__EXERCISE DIRECTIONS__.
Extend the opinion piece below about corporate ownership of Napa Valley wineries and Measure C, beginning after its last sentence.
-------- READING PASSAGE
Myth Busting—Napa Wine Is All About Small, Not Corporate
This is the big lie told by Napa haters and in particular by Mike Hackett and Jim Wilson, the authors of Measure C, which will be voted on June 5th and, if passed, end vineyard development on any land located on the hills of Napa Valley. Hackett and Wilson are either liars or ignorant. Either would explain the way the champions of this attempt to use the initiative process to harm the wine industry are pushing their cause.
We saw this claim about corporate control of the Napa Valley wine industry raise its head in a prominent way a couple of days ago when the Sonoma Index Tribune ran a story on James Conaway, an author and frequent writer on the Napa environment and industry. In the article, Conaway claims:
“The corporate take-over of family wineries is a trend that affects Sonoma at least as much as Napa. It’s a trend that also leads to a diminution of quality – a concept he uses frequently is “masstige,” taking a prestige wine to mass market….’The big threats to my mind are the multinationals. They show up from out of state, out of countries, and they have big plans. The community is not the first thing on their minds, unfortunately.’ ”
There are 475 physical wineries in Napa Valley, according to the Napa Vintners. According to the best accounting of “corporate” or “multinational” wineries in Napa, less than 40 of them fall into these broad categories. Or, put another way, more than 90% of Napa’s wineries are not owned by the corporate or multi-national interests that Mr. Conaway fears so greatly.
Of course, the use of the term “corporate” or “multinational” or “conglomerate” to describe a Napa winery isn’t an attempt to get at the truth, but merely a slur. And it is a slur that has been used constantly to support Measure C:
“Big developers and corporate wineries maintain outsized control over our water”
YES ON C.
“A corporate laminate lies over the enterprises of wine and tourism”
James Conaway, Napa Register
“Selling wine directly to visitors is the new norm and the concentration of corporate interests who influence local trade groups and elected officials is growing.”
Mike Hacket & Randy Dunn, North Bay Business Journal
“But longtime residents such as Ginny Simms – an environmental advocate who served on the county’s board of supervisors in the 1970s – believe corporate greed is at the root. Napa today is a multibillion-dollar industry, where global beverage companies such as Treasury Wine Estates, Gallo and Constellation – which own brands such as Corona and Svedka vodka – have acquired smaller wineries for their portfolios.”
----------------
-------- SUPPLIED RECORDS
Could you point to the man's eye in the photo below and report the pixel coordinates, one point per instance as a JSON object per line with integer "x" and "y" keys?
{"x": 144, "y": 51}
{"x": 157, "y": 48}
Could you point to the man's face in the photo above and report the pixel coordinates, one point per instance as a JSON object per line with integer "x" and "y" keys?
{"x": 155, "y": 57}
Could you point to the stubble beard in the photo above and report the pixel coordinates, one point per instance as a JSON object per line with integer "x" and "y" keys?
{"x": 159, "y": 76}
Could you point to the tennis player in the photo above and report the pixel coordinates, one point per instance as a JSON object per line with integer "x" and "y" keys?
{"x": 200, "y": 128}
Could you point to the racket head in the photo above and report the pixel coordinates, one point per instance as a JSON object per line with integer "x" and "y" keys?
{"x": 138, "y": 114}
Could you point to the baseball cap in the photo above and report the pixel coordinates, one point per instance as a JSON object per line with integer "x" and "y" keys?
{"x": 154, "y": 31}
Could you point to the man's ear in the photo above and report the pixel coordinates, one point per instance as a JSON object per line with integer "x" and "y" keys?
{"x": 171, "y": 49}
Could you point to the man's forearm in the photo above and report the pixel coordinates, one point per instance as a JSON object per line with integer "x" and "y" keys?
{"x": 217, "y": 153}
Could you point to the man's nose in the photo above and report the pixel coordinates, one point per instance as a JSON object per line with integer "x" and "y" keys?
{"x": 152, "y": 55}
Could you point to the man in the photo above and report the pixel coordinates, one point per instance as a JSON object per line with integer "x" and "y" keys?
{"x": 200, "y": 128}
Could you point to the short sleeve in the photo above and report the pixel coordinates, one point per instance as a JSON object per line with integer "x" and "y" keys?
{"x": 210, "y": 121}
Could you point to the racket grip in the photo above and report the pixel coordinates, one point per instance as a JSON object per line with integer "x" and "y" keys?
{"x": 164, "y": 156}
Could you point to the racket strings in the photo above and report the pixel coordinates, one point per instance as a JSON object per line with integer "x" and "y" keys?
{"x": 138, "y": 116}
----------------
-------- SUPPLIED RECORDS
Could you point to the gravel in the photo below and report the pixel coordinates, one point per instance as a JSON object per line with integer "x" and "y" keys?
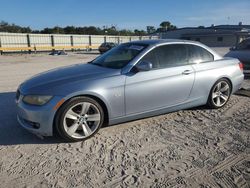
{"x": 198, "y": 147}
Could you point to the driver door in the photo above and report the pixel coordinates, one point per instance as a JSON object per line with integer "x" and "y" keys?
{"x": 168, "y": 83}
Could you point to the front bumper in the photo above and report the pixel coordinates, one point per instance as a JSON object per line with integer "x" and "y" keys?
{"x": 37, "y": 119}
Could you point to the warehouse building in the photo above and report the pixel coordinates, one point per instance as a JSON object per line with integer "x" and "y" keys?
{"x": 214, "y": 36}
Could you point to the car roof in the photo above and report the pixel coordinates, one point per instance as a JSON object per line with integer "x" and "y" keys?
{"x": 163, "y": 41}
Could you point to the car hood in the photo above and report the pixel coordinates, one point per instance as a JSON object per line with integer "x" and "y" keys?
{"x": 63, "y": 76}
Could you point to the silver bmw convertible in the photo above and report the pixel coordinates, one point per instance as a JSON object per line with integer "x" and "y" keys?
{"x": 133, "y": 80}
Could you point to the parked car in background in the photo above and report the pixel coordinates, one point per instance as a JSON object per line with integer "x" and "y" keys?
----------------
__OUTPUT OF THE EXERCISE__.
Ginny Simms, The Guardian
“For years, the growth of large, corporate wineries has shifted the balance of power in Napa County to favor outside interests. The ongoing consolidation of what was once a valley of small wineries has led to an increasingly aggressive wine hospitality culture focused more on short-term profits than environmental sustainability or quality of life for residents.”
Mike Hackett & Jim Wilson, San Francisco Chronicle
“Once signatures were gathered, the Board of Supervisors had a chance to adopt the measure outright. But did they choose to do so? No. Because the corporate wine industry enjoys an outsized influence over our elected officials.“
Mike Hackett & Jim Wilson, The Napa Register
“Some farmers like me believe Measure C is wise because it protects our hillsides and watersheds from corporate over-development of vineyards, and thereby protects Napa County’s major source of both drinking and irrigation water.”
Lucio Perez, St. Helena Star
The folks that use these terms know they are not using a factual term. They known they are not getting at the truth. They are spouting rhetoric. This shouldn’t be a surprise. The entire premise behind Measure C is one driven by greed, envy, rhetoric and a shocking absence of any science to support their claims.
So here is the fact: Napa Valley wineries are overwhelmingly family owned and the overwhelming number of industry opponents of Measure C are family wineries. Anyone who tries to tell you otherwise is either ignorant or lying to you.
I’ve been making the case against Measure C for quite some time now. I do this because having worked with and lived among Napans for more than 25 years I have an affinity for this place. I care about its future. I’m a defender of Napa wines. I know the men and women who work in the Napa wine industry. And I know a great deal more about this industry than the Hackets and Wilsons who are pushing this abomination of an Initiative on this County.
Equally important in explaining my opposition to Measure C is enmity that arises in me when I see people straight up lie in order to advance an agenda. And that’s exactly what’s happening with the claim that it’s “corporate” greed or culture that is harming Napa and that’s what happening with the promotion of Measure C.